## RECORD LIST
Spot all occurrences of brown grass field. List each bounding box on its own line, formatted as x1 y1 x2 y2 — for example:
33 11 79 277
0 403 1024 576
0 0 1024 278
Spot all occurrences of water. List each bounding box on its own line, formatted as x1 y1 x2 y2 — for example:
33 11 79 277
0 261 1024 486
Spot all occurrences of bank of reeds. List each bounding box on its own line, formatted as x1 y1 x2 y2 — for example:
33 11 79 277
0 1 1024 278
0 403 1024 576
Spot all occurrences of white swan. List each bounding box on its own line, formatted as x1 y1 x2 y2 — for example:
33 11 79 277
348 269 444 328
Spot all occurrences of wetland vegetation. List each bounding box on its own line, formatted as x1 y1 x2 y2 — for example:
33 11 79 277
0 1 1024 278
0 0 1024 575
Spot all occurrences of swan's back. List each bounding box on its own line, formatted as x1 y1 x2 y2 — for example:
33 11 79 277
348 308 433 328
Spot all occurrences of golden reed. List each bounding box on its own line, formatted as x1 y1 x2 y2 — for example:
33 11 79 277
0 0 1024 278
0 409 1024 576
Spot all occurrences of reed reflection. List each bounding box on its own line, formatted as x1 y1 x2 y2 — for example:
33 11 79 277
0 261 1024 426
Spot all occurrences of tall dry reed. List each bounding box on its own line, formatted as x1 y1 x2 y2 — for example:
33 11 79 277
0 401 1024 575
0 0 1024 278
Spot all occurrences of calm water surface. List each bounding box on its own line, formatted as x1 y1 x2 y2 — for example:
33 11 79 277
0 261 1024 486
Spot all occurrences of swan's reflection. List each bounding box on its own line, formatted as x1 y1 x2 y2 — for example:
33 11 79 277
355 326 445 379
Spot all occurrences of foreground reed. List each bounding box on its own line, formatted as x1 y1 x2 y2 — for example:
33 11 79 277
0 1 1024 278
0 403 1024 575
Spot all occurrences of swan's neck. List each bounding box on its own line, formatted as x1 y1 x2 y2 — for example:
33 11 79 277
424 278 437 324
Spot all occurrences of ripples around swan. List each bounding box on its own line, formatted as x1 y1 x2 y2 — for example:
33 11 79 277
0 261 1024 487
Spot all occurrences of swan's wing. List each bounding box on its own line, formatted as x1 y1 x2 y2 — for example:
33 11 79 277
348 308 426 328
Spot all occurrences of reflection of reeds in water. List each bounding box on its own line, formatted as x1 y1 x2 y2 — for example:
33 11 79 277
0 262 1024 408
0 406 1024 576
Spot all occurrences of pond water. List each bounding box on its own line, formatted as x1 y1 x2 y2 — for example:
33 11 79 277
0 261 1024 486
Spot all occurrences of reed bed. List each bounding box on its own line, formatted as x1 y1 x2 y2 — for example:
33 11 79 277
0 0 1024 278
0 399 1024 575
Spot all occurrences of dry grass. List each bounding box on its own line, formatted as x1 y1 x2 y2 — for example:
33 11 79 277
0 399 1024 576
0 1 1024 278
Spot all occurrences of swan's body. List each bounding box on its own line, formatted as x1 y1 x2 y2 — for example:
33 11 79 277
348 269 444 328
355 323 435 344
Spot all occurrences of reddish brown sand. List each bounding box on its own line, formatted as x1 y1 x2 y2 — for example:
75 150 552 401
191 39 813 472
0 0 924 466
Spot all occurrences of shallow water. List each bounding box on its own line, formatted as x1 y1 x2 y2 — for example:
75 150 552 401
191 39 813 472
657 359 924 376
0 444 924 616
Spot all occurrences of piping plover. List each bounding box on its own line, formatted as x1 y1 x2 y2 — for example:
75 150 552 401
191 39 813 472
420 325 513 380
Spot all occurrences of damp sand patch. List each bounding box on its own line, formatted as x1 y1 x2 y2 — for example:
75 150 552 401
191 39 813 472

## GIVEN PROBLEM
Copy out the lines of the data word for word, starting with the line that contains "Spot all occurrences of wetland" and going on through the line that contains "355 326 445 379", including both of those lines.

## ANSWER TO THE TASK
Spot all occurrences of wetland vegetation. List each bounding box on its own line, formatted as x1 y1 x2 y2 — for example:
33 11 79 277
0 1 1024 278
0 0 1024 575
Spot all occurrences of swan's back. List each bounding box on its own line, formatted as x1 y1 x2 y2 — for example:
33 11 79 277
348 308 433 328
Spot all occurrences of golden reed. List each bounding box on its own line, formatted as x1 y1 x2 y2 — for example:
33 11 79 277
0 0 1024 278
0 409 1024 576
Spot all occurrences of reed reflection. List each bounding box on its own line, formatted as x1 y1 x2 y2 — for example:
33 11 79 277
0 261 1024 426
Spot all occurrences of tall dry reed. List each bounding box on its own line, formatted as x1 y1 x2 y2 — for example:
33 11 79 277
0 401 1024 575
0 0 1024 278
Spot all occurrences of calm water surface. List each bounding box on its own line, formatted as x1 y1 x2 y2 — for example:
33 11 79 277
0 261 1024 486
Spot all occurrences of swan's reflection. List each bounding box on its own line, formatted as x1 y1 x2 y2 — for example:
33 11 79 277
355 326 445 379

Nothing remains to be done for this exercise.